Prompt: Retype every entry below without pictures.
START Provided records
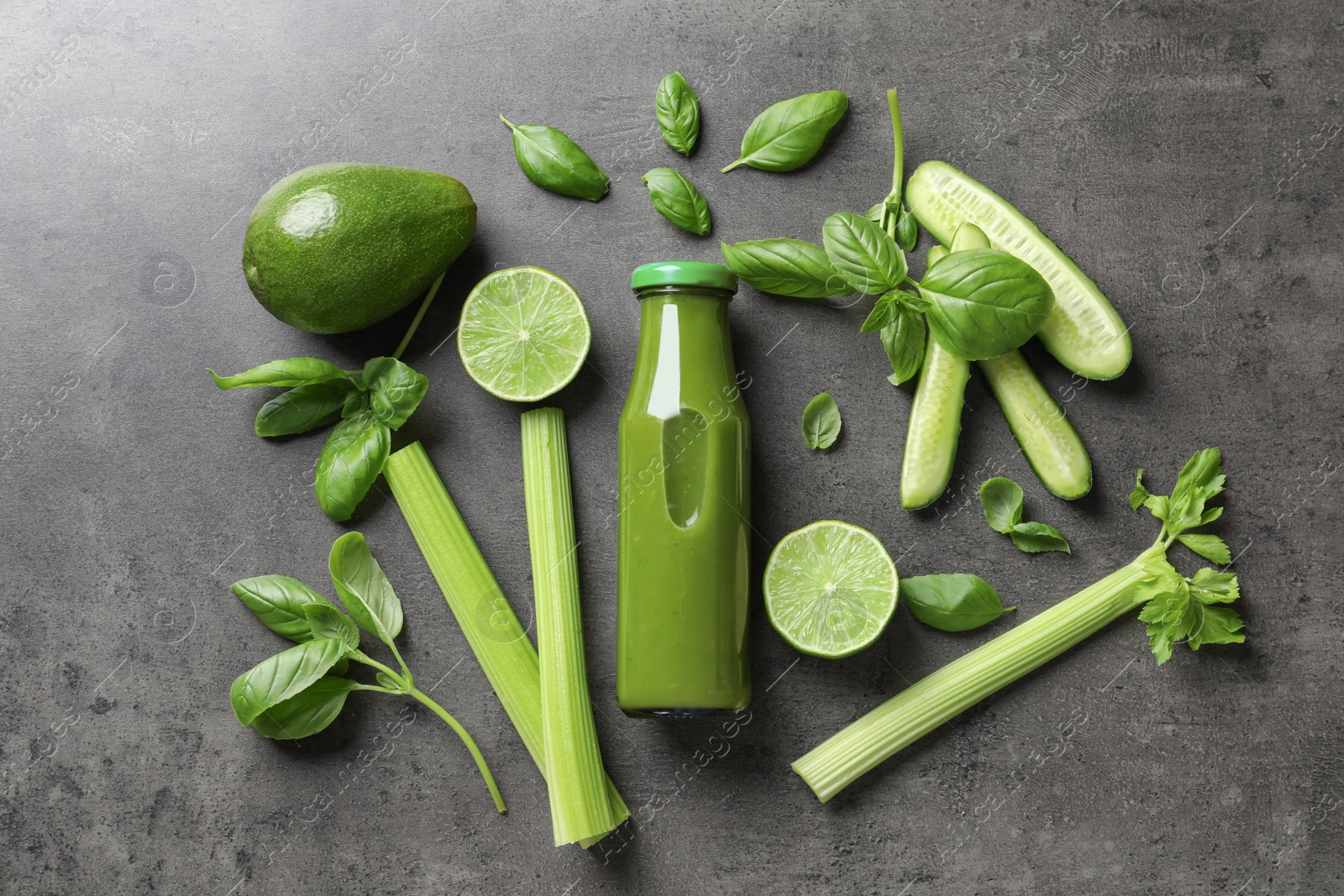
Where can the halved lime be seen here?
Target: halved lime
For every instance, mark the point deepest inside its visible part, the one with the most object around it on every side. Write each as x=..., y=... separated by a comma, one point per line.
x=523, y=335
x=830, y=589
END Provided records
Result of this exercise:
Where can the halved lime be seen here?
Target: halved lime
For every instance, mark the point deepest inside its visible part, the one with the most object around it on every side. Write each as x=..., y=... separated by a comma, one point per line.
x=523, y=335
x=830, y=589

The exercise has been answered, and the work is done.